(Saved entries)

------

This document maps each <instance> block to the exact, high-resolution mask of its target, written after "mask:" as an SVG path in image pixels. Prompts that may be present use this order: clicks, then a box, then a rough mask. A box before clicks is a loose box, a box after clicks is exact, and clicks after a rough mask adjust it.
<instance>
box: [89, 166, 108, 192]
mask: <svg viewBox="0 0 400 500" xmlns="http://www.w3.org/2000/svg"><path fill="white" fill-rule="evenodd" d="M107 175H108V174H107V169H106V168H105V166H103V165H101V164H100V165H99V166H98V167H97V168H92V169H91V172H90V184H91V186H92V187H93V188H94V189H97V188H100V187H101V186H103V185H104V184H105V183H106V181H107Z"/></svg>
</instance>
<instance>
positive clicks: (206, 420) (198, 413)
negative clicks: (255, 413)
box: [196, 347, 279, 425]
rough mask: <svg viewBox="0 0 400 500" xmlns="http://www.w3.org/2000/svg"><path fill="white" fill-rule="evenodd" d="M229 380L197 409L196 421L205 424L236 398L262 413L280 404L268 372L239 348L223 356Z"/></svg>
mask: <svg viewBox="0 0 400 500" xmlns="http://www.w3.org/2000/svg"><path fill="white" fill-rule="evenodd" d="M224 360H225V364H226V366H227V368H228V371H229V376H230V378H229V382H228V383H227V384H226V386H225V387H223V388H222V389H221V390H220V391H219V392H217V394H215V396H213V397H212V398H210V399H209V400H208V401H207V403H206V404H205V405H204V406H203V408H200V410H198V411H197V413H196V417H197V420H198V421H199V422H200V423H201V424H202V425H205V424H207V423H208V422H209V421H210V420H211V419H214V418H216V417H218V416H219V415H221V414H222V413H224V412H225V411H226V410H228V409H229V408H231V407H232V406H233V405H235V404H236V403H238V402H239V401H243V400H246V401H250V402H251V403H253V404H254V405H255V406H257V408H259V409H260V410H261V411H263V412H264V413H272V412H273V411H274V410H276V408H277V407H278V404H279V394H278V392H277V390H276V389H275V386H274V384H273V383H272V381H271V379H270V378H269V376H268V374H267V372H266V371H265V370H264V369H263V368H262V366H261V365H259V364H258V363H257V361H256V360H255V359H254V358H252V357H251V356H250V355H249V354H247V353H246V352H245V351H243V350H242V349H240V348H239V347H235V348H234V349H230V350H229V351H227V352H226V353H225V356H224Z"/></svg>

------

#### Assignment
Please give the records again exactly as they are.

#### Written answer
This document maps each <instance> block to the exact, high-resolution mask of its target, written after "mask:" as an SVG path in image pixels. Prompts that may be present use this order: clicks, then a box, then a rough mask. A box before clicks is a loose box, a box after clicks is exact, and clicks after a rough mask adjust it.
<instance>
box: [89, 166, 108, 192]
mask: <svg viewBox="0 0 400 500" xmlns="http://www.w3.org/2000/svg"><path fill="white" fill-rule="evenodd" d="M107 175H108V174H107V169H106V168H105V166H103V165H101V164H100V165H99V166H98V167H97V168H92V169H91V172H90V184H91V186H92V187H93V188H94V189H97V188H100V187H101V186H103V185H104V184H105V183H106V181H107Z"/></svg>
</instance>
<instance>
positive clicks: (206, 420) (198, 413)
negative clicks: (255, 413)
box: [196, 347, 279, 425]
rough mask: <svg viewBox="0 0 400 500" xmlns="http://www.w3.org/2000/svg"><path fill="white" fill-rule="evenodd" d="M229 380L197 409L196 421L205 424L236 398L262 413L280 404L268 372L239 348L223 356Z"/></svg>
mask: <svg viewBox="0 0 400 500" xmlns="http://www.w3.org/2000/svg"><path fill="white" fill-rule="evenodd" d="M224 360H225V364H226V366H227V368H228V371H229V376H230V378H229V382H228V383H227V384H226V386H225V387H223V388H222V389H221V390H220V391H219V392H217V394H215V396H213V397H212V398H210V399H209V400H208V401H207V403H206V404H205V405H204V406H203V408H200V410H198V411H197V413H196V417H197V420H198V421H199V422H200V423H201V424H202V425H205V424H207V423H208V422H209V421H210V420H211V419H214V418H216V417H218V416H219V415H221V414H222V413H224V412H225V411H226V410H228V409H229V408H231V407H232V406H233V405H235V404H236V403H238V402H239V401H243V400H246V401H250V402H251V403H253V404H254V405H255V406H257V408H259V409H260V410H261V411H263V412H264V413H272V412H273V411H274V410H276V408H277V407H278V404H279V394H278V392H277V390H276V389H275V386H274V384H273V383H272V381H271V379H270V378H269V376H268V374H267V372H266V371H265V370H264V369H263V368H262V366H261V365H259V364H258V363H257V361H256V360H255V359H254V358H252V357H251V356H250V355H249V354H247V353H246V352H245V351H243V350H242V349H240V348H239V347H235V348H234V349H230V350H229V351H227V352H226V353H225V356H224Z"/></svg>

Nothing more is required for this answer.